What is being asked: The lines to be copied run from the one containing "Please indicate the beaded" to the end of the material below; reproduce them exactly, including both ends, and nothing more.

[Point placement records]
□ □ □ □

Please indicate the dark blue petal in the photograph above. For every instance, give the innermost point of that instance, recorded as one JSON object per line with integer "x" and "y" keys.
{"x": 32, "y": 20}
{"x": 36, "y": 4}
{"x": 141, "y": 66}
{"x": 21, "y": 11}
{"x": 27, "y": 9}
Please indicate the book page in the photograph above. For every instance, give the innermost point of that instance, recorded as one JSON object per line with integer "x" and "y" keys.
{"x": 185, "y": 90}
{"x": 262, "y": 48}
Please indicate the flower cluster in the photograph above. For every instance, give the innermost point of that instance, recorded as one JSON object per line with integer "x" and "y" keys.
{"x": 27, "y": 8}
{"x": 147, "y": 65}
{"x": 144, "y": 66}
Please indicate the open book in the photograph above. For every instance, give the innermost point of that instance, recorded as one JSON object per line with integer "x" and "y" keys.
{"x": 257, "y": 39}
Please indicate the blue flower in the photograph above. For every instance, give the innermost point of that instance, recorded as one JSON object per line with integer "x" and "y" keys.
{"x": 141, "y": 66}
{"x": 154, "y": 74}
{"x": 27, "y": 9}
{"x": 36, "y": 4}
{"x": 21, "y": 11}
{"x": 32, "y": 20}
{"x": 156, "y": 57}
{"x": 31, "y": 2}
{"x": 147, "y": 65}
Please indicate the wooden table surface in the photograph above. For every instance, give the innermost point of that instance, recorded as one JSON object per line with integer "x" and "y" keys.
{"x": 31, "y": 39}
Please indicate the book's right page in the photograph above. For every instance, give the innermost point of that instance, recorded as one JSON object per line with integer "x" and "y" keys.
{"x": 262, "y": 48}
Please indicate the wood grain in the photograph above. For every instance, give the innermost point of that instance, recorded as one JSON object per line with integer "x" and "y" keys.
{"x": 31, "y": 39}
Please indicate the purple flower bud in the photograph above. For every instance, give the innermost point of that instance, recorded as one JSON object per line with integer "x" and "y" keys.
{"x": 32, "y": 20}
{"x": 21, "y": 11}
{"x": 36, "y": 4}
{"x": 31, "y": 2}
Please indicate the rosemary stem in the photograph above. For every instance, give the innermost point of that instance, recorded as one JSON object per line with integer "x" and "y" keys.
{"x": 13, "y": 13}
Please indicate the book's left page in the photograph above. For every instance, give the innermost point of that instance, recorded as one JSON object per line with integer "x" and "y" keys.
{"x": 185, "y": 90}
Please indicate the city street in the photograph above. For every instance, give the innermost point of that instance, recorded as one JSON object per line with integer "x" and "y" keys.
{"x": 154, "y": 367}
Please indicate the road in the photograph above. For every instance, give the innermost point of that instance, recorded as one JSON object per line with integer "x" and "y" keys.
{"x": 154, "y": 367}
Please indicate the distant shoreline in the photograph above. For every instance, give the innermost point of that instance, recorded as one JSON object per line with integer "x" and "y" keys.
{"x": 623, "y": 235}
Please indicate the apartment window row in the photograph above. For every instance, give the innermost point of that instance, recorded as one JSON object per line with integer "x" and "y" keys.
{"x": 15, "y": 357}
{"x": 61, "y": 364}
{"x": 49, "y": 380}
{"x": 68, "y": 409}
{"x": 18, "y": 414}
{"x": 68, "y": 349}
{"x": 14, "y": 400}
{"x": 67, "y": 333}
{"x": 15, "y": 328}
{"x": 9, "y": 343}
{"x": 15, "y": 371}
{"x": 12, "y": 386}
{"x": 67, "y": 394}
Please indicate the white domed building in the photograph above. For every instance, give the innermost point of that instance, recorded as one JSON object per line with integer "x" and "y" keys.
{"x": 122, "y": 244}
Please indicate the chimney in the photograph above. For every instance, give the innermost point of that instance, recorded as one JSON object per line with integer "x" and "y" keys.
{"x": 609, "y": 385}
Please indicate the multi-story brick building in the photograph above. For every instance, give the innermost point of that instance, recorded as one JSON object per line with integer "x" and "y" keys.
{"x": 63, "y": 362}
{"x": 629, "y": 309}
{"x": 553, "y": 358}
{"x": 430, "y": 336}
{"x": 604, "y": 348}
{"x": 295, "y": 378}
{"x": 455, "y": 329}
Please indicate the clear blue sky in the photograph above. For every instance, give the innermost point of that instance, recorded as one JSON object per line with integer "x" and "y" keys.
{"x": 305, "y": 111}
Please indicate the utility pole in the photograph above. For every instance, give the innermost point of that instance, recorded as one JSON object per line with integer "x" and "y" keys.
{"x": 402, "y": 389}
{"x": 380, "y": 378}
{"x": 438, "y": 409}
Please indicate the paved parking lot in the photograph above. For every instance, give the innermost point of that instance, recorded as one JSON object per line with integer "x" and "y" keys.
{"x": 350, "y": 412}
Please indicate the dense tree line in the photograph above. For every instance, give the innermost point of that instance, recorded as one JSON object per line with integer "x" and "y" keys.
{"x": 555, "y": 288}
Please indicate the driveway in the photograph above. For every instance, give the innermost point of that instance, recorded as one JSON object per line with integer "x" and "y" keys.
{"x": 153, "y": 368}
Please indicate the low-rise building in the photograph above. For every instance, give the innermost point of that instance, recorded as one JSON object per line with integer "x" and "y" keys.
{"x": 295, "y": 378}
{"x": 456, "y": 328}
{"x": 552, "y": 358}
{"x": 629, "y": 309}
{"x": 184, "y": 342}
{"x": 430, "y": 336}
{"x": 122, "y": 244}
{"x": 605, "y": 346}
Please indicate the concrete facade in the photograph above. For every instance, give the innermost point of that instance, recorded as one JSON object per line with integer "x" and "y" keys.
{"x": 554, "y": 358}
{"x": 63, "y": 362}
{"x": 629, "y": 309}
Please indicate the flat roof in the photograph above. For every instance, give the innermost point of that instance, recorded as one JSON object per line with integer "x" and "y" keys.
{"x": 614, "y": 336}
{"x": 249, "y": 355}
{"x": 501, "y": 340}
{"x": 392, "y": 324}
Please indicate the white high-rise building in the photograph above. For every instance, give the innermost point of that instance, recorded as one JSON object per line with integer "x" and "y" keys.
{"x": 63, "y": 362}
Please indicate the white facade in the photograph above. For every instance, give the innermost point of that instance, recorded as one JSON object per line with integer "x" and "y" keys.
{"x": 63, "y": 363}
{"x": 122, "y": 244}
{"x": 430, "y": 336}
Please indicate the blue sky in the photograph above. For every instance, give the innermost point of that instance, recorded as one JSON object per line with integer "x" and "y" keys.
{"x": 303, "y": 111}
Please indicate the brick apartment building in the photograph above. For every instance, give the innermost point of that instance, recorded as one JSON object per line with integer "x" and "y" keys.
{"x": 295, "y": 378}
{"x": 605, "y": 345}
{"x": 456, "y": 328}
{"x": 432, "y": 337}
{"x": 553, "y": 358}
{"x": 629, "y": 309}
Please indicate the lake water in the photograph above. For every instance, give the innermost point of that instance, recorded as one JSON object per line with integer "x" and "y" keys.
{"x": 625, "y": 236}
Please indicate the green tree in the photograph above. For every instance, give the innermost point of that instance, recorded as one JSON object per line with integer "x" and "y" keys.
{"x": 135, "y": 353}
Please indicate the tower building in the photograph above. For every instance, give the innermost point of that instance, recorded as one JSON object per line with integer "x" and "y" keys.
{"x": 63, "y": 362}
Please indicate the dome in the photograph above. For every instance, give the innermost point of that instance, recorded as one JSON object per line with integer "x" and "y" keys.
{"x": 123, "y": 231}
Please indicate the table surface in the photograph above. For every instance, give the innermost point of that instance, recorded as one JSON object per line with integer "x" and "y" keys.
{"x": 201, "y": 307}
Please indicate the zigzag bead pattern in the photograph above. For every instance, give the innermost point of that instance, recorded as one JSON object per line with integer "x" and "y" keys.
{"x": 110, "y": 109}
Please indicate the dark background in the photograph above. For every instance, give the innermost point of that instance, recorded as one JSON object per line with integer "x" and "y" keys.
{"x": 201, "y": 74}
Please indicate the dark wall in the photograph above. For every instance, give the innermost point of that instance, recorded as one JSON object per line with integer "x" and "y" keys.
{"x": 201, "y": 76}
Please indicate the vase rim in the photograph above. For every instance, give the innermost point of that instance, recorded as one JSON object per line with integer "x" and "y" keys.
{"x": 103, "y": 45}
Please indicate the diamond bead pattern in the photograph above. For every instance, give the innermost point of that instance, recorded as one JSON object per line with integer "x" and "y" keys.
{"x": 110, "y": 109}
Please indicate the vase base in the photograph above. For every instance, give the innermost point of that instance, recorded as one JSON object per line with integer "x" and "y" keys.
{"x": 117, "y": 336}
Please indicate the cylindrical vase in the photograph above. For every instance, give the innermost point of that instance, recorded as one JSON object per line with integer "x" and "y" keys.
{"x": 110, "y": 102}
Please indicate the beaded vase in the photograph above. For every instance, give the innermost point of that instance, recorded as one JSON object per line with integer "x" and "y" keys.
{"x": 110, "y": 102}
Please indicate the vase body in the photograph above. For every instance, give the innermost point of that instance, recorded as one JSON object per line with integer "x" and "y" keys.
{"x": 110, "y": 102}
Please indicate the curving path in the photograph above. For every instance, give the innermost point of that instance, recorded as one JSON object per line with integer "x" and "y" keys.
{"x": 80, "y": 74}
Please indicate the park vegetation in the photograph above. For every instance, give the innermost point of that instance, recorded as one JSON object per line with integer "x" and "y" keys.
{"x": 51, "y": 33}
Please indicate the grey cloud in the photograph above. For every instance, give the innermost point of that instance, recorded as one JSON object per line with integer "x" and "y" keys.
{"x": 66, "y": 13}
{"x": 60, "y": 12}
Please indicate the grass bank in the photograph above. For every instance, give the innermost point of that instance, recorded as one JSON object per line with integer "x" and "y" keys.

□ □ □ □

Output:
Please indicate the beaded vase in the photograph above. For every instance, give the innermost point of that instance, recorded as one JSON object per line with integer "x" and "y" keys.
{"x": 110, "y": 102}
Please indicate the vase body in the photograph above. For every instance, give the innermost point of that instance, recorded as one JSON object per line with integer "x" and "y" keys.
{"x": 110, "y": 102}
Please indicate the curving path in the photograph above. For every instance, give the innermost point of that instance, recorded as one JSON object per line with integer "x" and "y" keys.
{"x": 80, "y": 74}
Please indicate the park vegetation in the photograph above. For every instance, give the innermost point of that instance, recorded as one JSON object per line with integer "x" and "y" keys.
{"x": 51, "y": 33}
Please indicate the grey cloud in the photograph above. For every instance, give the innermost point of that instance, recorded as one JSON object per line with integer "x" and "y" keys.
{"x": 66, "y": 13}
{"x": 60, "y": 12}
Please indicate the grass bank in the photograph above. For every instance, give the innermost point of that instance, recorded as one JSON object per line with integer "x" and "y" keys.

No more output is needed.